Change "shipping container" to "cargo box" in everything below from the line containing "If you could place a marker on the white shipping" down to the end of the listing, leaving all else unchanged.

--- start DATASET EXCERPTS ---

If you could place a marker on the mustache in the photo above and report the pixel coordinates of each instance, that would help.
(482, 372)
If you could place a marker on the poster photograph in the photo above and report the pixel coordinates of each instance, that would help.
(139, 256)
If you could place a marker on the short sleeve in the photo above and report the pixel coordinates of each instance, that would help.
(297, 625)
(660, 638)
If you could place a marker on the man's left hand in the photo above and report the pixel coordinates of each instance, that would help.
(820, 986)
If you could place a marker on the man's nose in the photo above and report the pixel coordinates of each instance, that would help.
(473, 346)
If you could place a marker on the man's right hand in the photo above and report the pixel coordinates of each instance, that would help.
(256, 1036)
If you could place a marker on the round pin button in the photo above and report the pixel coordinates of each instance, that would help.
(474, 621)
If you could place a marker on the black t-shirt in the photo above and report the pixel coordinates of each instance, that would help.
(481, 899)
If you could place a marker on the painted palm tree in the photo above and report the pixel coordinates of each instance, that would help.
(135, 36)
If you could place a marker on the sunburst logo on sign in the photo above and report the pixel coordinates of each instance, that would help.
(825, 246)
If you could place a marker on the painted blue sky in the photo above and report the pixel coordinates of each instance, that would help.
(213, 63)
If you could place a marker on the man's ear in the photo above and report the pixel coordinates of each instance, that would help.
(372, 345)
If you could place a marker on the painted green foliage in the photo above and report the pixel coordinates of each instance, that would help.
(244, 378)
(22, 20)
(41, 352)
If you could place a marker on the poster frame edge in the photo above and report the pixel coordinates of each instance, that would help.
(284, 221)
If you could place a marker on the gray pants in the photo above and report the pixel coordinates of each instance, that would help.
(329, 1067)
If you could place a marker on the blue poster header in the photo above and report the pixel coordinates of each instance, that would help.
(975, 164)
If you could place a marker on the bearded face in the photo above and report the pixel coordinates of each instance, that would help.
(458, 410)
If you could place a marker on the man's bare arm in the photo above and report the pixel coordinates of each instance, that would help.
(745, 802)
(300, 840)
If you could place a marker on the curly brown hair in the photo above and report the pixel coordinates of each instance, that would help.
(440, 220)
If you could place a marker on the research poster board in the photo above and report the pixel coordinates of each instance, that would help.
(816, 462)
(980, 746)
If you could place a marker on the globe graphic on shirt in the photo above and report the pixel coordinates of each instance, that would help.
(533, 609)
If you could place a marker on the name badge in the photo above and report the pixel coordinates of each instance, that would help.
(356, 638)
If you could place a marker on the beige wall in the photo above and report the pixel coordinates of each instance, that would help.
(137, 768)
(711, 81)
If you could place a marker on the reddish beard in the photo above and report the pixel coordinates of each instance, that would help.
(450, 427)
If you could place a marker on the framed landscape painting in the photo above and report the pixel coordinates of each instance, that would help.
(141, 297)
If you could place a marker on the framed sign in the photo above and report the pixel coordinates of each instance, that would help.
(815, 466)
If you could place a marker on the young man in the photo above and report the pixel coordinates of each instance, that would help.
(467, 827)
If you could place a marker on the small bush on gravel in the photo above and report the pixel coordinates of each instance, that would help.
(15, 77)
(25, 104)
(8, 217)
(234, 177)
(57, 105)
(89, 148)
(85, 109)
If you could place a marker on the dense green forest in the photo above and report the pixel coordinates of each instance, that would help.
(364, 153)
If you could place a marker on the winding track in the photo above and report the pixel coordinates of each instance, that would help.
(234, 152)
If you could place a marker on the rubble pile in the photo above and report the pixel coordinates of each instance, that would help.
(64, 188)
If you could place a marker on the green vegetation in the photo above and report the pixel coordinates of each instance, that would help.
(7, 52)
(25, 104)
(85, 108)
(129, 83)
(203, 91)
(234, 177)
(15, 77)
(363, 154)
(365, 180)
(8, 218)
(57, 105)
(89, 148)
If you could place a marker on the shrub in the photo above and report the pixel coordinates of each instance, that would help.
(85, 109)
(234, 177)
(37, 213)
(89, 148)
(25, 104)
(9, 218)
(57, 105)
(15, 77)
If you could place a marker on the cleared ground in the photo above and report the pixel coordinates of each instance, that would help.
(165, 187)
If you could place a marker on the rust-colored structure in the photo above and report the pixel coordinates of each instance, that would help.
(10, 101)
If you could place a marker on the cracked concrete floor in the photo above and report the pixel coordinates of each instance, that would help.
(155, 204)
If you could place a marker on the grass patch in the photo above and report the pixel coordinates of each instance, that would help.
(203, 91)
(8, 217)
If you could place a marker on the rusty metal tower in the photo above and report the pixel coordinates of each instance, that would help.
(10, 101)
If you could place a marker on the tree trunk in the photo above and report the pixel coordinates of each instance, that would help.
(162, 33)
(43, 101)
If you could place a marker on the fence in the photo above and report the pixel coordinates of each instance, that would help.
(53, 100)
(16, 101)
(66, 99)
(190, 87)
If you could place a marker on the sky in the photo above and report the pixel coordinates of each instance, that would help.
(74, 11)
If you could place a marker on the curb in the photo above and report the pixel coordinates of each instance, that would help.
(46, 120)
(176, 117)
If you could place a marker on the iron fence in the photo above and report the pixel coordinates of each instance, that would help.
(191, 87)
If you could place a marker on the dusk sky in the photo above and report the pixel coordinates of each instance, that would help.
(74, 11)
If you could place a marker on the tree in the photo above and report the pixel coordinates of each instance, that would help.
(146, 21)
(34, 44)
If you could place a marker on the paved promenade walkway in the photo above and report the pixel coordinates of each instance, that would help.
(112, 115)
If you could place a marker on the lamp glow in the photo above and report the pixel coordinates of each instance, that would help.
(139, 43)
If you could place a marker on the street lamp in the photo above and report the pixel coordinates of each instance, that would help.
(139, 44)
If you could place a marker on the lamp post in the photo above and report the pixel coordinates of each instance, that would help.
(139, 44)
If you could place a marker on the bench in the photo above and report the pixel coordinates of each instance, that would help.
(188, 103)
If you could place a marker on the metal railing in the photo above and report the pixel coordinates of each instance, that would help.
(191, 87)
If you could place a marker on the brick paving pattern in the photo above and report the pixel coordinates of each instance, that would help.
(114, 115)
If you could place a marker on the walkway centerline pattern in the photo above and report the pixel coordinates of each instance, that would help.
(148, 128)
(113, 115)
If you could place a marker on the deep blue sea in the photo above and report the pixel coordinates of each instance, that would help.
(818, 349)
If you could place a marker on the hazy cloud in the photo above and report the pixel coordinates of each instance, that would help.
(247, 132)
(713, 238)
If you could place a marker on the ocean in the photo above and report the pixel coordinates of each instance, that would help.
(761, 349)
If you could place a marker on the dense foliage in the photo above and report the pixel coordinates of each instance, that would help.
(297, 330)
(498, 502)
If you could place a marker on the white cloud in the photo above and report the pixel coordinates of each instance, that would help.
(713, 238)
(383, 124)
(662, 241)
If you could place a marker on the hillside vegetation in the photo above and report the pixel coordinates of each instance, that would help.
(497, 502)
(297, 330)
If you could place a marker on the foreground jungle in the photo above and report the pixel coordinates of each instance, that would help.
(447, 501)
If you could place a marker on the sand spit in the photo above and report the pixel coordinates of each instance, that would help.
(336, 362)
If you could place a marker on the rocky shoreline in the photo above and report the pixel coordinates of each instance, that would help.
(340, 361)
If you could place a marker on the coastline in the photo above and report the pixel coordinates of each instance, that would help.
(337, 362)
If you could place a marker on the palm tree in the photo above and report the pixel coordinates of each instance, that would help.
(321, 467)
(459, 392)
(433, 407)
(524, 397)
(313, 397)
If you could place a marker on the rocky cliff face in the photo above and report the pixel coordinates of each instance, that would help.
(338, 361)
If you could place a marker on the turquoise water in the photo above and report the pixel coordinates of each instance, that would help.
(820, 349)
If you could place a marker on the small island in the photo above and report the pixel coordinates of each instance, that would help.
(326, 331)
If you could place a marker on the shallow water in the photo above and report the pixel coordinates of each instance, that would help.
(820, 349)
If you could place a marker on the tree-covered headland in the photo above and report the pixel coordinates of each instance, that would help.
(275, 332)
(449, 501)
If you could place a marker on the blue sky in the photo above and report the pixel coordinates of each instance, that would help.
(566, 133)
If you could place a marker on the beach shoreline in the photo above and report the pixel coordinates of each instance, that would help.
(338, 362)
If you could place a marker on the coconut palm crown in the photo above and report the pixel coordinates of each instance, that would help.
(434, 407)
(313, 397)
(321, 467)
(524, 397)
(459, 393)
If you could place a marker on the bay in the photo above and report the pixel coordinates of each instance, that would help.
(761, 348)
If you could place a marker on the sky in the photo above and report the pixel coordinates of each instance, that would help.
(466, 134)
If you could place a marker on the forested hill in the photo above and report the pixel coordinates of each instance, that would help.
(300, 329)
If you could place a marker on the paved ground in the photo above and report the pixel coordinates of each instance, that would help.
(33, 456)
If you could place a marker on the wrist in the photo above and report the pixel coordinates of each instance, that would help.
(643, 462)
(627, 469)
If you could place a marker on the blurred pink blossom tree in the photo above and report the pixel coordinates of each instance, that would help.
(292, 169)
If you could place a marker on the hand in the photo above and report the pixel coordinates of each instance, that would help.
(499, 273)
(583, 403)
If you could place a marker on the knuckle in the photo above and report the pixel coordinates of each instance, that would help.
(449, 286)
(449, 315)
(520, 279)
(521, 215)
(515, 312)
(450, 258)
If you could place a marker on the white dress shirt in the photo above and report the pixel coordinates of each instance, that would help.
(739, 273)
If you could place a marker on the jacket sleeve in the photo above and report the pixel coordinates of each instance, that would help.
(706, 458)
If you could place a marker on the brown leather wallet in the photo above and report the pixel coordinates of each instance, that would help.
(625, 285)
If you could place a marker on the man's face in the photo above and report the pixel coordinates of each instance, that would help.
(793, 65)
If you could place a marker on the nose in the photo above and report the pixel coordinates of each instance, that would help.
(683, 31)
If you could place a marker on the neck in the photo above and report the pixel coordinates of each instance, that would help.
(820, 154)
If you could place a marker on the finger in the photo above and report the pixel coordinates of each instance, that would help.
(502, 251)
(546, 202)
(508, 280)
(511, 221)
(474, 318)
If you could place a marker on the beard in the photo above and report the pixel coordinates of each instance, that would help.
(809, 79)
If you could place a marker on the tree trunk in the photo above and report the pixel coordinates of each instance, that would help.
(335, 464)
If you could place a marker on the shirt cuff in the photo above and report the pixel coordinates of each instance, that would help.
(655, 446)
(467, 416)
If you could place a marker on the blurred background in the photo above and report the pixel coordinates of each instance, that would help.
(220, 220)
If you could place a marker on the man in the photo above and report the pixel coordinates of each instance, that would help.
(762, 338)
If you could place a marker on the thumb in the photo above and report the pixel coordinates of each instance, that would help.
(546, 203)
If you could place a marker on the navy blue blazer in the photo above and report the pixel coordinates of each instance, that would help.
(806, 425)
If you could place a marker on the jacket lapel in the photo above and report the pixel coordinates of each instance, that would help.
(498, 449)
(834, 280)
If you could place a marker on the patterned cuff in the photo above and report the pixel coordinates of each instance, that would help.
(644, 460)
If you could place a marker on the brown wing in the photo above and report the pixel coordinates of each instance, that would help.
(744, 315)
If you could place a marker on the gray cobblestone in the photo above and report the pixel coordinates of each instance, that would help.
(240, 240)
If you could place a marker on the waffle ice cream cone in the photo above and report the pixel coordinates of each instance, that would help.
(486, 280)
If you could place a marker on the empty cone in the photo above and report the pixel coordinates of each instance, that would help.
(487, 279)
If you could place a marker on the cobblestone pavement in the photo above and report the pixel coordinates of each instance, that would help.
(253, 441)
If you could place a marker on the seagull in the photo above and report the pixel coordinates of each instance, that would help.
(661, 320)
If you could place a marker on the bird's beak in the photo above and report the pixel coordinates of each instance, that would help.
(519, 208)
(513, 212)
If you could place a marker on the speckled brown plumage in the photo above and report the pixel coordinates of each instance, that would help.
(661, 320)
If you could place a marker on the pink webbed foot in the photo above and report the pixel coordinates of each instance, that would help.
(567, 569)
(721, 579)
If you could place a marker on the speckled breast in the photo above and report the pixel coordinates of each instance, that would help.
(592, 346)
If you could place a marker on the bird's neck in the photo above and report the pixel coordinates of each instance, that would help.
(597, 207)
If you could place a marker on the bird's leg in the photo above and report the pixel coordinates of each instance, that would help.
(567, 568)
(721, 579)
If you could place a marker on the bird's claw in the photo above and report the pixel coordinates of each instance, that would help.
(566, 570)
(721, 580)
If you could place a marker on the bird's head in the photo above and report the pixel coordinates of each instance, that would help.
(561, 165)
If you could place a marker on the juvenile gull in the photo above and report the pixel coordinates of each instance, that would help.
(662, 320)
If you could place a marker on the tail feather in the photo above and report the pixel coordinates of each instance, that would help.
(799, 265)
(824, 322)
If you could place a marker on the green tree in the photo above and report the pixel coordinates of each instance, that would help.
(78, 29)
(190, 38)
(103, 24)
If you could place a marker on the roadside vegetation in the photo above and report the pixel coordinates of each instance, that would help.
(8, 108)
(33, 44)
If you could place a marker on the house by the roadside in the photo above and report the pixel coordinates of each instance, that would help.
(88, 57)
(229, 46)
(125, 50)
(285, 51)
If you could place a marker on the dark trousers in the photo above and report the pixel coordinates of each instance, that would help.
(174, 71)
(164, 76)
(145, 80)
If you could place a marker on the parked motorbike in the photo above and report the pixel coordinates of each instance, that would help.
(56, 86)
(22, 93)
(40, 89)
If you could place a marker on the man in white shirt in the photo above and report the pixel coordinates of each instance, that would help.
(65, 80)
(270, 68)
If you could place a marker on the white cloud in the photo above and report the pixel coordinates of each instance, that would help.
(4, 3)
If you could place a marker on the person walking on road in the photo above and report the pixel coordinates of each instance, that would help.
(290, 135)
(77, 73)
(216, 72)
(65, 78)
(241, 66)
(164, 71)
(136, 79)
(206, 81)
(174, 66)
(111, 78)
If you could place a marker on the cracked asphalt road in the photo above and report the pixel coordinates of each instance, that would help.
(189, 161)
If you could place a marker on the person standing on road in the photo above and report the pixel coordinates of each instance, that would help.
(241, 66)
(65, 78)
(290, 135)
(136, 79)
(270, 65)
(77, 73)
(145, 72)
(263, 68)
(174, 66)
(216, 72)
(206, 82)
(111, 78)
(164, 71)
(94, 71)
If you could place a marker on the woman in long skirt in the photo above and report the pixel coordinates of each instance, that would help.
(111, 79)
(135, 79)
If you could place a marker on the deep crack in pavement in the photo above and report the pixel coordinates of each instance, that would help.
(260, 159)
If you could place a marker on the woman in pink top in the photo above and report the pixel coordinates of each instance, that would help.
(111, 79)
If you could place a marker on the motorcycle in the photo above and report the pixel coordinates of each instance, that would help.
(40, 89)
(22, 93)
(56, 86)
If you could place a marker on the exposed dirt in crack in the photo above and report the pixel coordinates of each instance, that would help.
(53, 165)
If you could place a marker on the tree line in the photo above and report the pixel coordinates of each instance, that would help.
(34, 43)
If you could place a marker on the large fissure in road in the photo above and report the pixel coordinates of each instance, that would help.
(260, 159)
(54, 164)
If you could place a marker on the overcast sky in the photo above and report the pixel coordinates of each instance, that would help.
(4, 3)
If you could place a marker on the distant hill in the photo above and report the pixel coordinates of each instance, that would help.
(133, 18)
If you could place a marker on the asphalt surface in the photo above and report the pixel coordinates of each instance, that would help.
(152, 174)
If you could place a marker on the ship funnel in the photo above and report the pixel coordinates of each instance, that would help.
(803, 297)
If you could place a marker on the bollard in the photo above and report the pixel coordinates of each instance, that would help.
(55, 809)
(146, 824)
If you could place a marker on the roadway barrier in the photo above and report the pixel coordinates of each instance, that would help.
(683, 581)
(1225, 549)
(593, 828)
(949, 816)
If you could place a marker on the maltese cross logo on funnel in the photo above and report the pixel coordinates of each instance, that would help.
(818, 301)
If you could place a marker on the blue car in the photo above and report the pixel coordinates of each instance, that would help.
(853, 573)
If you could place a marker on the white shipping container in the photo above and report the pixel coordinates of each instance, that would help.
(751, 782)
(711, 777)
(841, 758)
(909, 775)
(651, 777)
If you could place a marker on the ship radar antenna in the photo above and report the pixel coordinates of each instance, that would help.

--- end DATASET EXCERPTS ---

EXERCISE RESPONSE
If you could place a marker on the white cargo box in the photo above and report the pixel coordinates of each instance, that would help.
(751, 782)
(711, 777)
(841, 758)
(909, 775)
(651, 777)
If you could place a marker on the ship radar antenna in the photo above and report the pixel coordinates of each instance, that would help.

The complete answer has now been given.